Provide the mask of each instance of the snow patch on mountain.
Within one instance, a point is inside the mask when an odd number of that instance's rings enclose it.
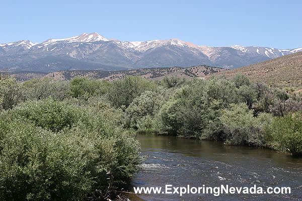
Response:
[[[101,36],[96,32],[87,34],[83,34],[72,37],[62,38],[61,39],[49,39],[42,43],[44,46],[51,44],[55,44],[58,42],[66,41],[67,43],[89,43],[98,41],[109,41],[109,40]]]

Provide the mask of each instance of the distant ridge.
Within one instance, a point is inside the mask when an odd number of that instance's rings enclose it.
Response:
[[[178,39],[120,41],[84,33],[40,43],[22,40],[0,44],[0,70],[48,73],[198,65],[233,69],[300,51],[302,48],[209,47]]]
[[[238,73],[245,74],[253,81],[270,85],[302,88],[302,52],[215,73],[211,76],[223,75],[230,78]]]

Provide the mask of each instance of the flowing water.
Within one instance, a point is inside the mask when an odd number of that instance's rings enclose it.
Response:
[[[135,187],[290,187],[291,194],[139,194],[133,200],[302,200],[302,158],[267,149],[215,141],[139,135],[145,160]]]

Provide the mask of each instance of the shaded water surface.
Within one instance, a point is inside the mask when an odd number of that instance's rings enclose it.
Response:
[[[302,158],[267,149],[139,135],[146,158],[134,186],[289,186],[290,194],[140,194],[134,200],[302,200]]]

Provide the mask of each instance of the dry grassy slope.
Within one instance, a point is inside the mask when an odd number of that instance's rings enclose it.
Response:
[[[213,75],[223,75],[229,78],[237,73],[246,75],[253,81],[270,85],[300,88],[302,86],[302,52]]]
[[[33,72],[8,72],[0,71],[0,74],[7,75],[16,78],[18,81],[24,81],[32,79],[36,79],[45,76],[46,73]]]
[[[50,73],[45,76],[53,77],[57,80],[69,80],[77,76],[84,76],[97,79],[109,81],[122,79],[128,75],[139,76],[150,79],[162,79],[165,76],[178,76],[182,77],[203,77],[205,75],[225,69],[206,66],[192,66],[183,68],[178,67],[170,68],[143,68],[135,70],[119,71],[61,71]]]

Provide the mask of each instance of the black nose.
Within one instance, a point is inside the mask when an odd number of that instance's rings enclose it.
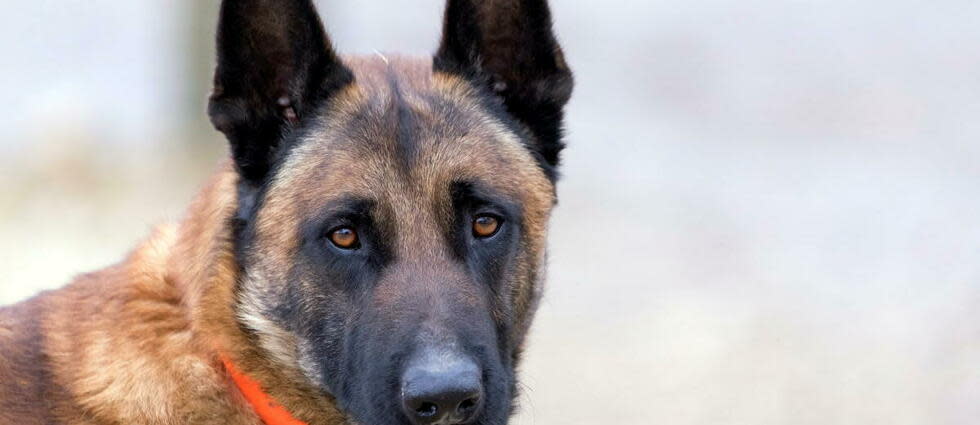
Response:
[[[458,354],[426,353],[402,376],[402,408],[417,425],[461,425],[483,407],[480,369]]]

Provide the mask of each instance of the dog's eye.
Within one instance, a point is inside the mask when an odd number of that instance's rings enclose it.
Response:
[[[355,249],[357,248],[357,232],[350,227],[338,227],[330,232],[330,242],[337,248]]]
[[[478,215],[473,219],[473,236],[489,238],[500,230],[500,219],[489,214]]]

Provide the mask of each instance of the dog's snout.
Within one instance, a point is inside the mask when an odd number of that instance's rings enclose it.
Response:
[[[462,425],[483,407],[479,366],[455,353],[425,353],[402,376],[402,408],[417,425]]]

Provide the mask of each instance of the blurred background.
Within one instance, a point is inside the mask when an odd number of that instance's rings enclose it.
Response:
[[[442,0],[320,1],[429,54]],[[577,87],[517,424],[976,424],[980,2],[552,0]],[[0,13],[0,304],[225,155],[216,0]]]

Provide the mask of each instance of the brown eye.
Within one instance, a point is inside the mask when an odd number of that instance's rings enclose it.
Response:
[[[354,249],[357,248],[357,232],[350,227],[340,227],[330,232],[330,242],[337,245],[337,248]]]
[[[481,215],[473,219],[473,236],[489,238],[500,229],[500,220],[492,215]]]

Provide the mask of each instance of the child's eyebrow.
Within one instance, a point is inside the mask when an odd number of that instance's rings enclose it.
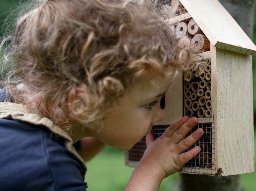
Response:
[[[165,94],[166,93],[166,92],[167,91],[167,90],[165,91],[164,92],[163,92],[162,93],[161,93],[160,94],[159,94],[157,96],[155,96],[153,97],[153,98],[154,99],[156,99],[156,98],[158,98],[158,97],[161,97],[162,96],[164,96],[164,95],[165,95]]]

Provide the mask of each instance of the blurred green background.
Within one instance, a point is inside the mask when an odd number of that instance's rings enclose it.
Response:
[[[23,2],[25,0],[20,0]],[[15,10],[19,4],[17,0],[1,0],[0,2],[0,26],[10,12]],[[2,35],[4,28],[0,29],[0,36]],[[256,17],[254,19],[253,42],[256,42]],[[1,53],[0,53],[1,56]],[[254,119],[256,119],[256,58],[253,57],[253,105]],[[254,129],[256,120],[254,119]],[[255,131],[254,131],[255,132]],[[255,133],[254,137],[255,137]],[[255,141],[255,138],[254,140]],[[254,148],[255,147],[254,141]],[[119,191],[123,189],[133,169],[125,165],[125,153],[107,147],[101,153],[87,163],[88,171],[86,181],[88,183],[89,190]],[[164,179],[160,191],[177,190],[178,173]],[[256,173],[241,175],[241,184],[243,191],[256,190]]]

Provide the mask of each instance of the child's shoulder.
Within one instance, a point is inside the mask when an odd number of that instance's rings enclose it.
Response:
[[[81,190],[87,187],[79,162],[63,139],[43,126],[18,120],[0,119],[0,155],[6,156],[0,158],[4,190],[53,190],[74,181],[83,185]]]

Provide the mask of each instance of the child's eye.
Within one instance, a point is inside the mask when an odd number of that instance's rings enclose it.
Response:
[[[153,102],[151,102],[150,103],[147,104],[145,106],[145,107],[148,109],[152,109],[152,108],[154,106],[156,106],[158,103],[159,103],[160,101],[160,100],[156,100],[154,101]]]

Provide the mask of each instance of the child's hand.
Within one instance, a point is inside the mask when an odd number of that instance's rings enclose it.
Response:
[[[151,168],[161,169],[165,177],[180,170],[185,163],[200,152],[201,148],[198,146],[183,152],[203,133],[203,130],[199,128],[184,138],[198,122],[195,117],[189,119],[184,117],[168,127],[154,141],[152,134],[148,135],[146,138],[148,148],[143,157],[143,162],[151,163],[153,165]]]
[[[168,127],[156,140],[152,134],[148,135],[147,148],[134,169],[125,190],[158,190],[163,179],[180,170],[198,154],[201,150],[199,146],[184,152],[203,134],[203,130],[198,128],[186,137],[198,122],[195,117],[189,119],[184,117]],[[135,188],[140,189],[132,190]]]

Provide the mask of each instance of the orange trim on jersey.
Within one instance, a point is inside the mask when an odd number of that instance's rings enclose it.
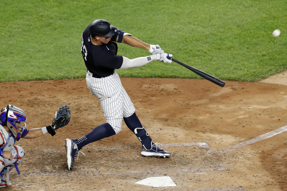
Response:
[[[13,147],[15,147],[15,148],[16,149],[16,151],[17,152],[17,155],[18,156],[18,157],[14,157],[14,158],[19,158],[19,159],[21,159],[24,157],[24,156],[25,156],[25,153],[24,153],[24,155],[23,155],[23,156],[21,158],[20,158],[20,156],[19,155],[19,153],[18,152],[18,150],[17,149],[17,147],[16,147],[16,146],[15,145],[13,145]],[[18,164],[17,164],[18,165]],[[13,165],[14,166],[14,165]]]

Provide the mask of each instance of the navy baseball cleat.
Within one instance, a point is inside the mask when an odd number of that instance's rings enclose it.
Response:
[[[143,147],[141,154],[143,156],[150,157],[169,158],[171,155],[168,152],[165,151],[160,148],[160,147],[162,146],[159,143],[155,143],[152,145],[151,149],[148,150]]]
[[[68,169],[71,170],[73,169],[75,159],[79,152],[78,146],[76,144],[78,140],[75,139],[66,139],[66,151],[67,152],[67,163],[68,165]]]

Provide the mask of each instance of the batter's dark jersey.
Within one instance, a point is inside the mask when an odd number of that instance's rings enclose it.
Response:
[[[90,39],[88,26],[82,36],[81,50],[87,69],[98,77],[106,77],[112,74],[115,69],[123,64],[123,57],[117,55],[117,45],[114,42],[119,36],[118,42],[121,42],[124,32],[117,29],[116,34],[107,44],[93,44]]]

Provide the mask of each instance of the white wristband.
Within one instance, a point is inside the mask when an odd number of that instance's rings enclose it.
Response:
[[[44,135],[48,133],[48,131],[47,130],[47,127],[43,127],[41,128],[42,129],[42,131],[43,131],[43,134]]]

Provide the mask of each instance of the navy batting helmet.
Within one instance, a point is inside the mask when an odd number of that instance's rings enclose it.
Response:
[[[96,36],[112,36],[117,32],[117,28],[111,25],[106,20],[99,19],[94,21],[89,26],[90,33],[92,37]]]

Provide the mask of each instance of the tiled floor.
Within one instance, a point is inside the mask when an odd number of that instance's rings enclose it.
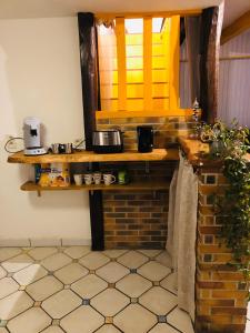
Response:
[[[0,333],[193,333],[164,251],[0,249]]]

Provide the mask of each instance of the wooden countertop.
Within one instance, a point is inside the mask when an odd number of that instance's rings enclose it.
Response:
[[[209,153],[208,143],[203,143],[200,140],[192,140],[182,137],[179,138],[179,142],[191,164],[200,165],[200,167],[202,165],[219,167],[221,164],[221,161],[219,160],[206,159],[204,155]],[[246,160],[250,162],[250,154],[246,154]]]
[[[137,161],[166,161],[179,160],[178,149],[153,149],[149,153],[138,151],[124,151],[113,154],[98,154],[91,151],[74,152],[72,154],[46,154],[37,157],[26,157],[23,152],[11,154],[9,163],[77,163],[77,162],[137,162]]]

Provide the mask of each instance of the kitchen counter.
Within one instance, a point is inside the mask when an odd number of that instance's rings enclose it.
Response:
[[[209,153],[209,143],[181,137],[179,138],[179,142],[191,164],[198,167],[220,167],[222,164],[220,160],[209,160],[206,158],[206,154]],[[250,154],[246,154],[246,160],[250,162]]]

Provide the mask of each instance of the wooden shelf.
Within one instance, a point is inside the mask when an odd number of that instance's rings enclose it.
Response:
[[[70,190],[87,190],[87,191],[94,191],[94,190],[101,190],[101,191],[112,191],[112,190],[129,190],[129,191],[137,191],[137,190],[143,190],[143,191],[157,191],[157,190],[167,190],[169,189],[169,182],[167,181],[138,181],[138,182],[131,182],[127,185],[120,185],[120,184],[111,184],[111,185],[74,185],[71,184],[69,186],[40,186],[39,184],[36,184],[34,182],[28,181],[24,184],[21,185],[22,191],[70,191]]]
[[[9,163],[78,163],[78,162],[137,162],[137,161],[164,161],[179,160],[178,149],[154,149],[150,153],[138,151],[126,151],[114,154],[98,154],[90,151],[74,152],[72,154],[46,154],[38,157],[26,157],[18,152],[8,158]]]

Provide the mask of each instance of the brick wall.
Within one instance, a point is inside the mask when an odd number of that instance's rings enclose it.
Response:
[[[124,132],[124,149],[137,150],[137,127],[143,124],[153,127],[156,148],[176,143],[177,138],[188,135],[193,125],[191,117],[150,117],[98,120],[97,129],[120,128]],[[117,170],[122,167],[129,170],[132,180],[151,178],[170,182],[176,162],[150,162],[147,165],[129,162],[127,165],[118,163],[102,168]],[[168,190],[103,192],[106,248],[164,249],[168,194]]]
[[[218,238],[220,219],[214,216],[211,194],[222,193],[227,181],[217,170],[203,170],[199,183],[197,240],[197,321],[199,333],[243,333],[247,314],[247,283],[227,263],[230,250]]]
[[[193,127],[191,117],[149,117],[98,120],[97,129],[120,128],[124,132],[124,148],[133,150],[137,149],[137,127],[143,124],[153,127],[156,148],[176,143],[178,137],[188,135]]]

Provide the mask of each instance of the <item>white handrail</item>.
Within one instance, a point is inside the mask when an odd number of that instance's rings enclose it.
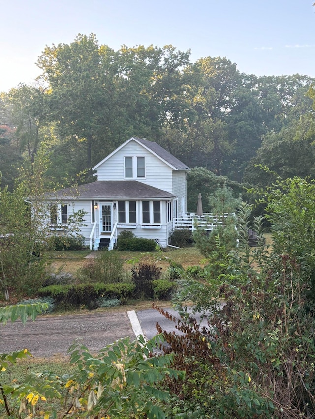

§ §

What you have to do » Add 76 to every coordinate in the polygon answers, and copy out everything from the line containing "Provide the mask of each instance of the white" down to the line containing "[[[0,333],[193,333],[164,251],[0,249]]]", both lines included, with the item wording kept. Leave the pictures out.

Solution to the exercise »
Provide the mask of each instance of the white wristband.
Within one instance, a point is inside the mask when an odd number of that instance's rings enclose it.
Response:
[[[120,211],[124,209],[124,207],[123,206],[123,203],[119,203],[117,204],[118,205],[118,207],[119,207],[119,210]]]

Provide the mask of each instance of the navy batting helmet.
Within one instance, a point is inside the mask when an odd number of that instance's rings enclose it.
Response:
[[[172,112],[188,112],[193,108],[193,104],[187,101],[182,96],[175,95],[170,97],[165,102],[166,109],[168,113]]]

Provide the mask of each instance of the tiled floor.
Within one instance, a point is inside the mask when an odd number of that instance's rings enclose it.
Response:
[[[76,409],[269,409],[240,327],[76,325]]]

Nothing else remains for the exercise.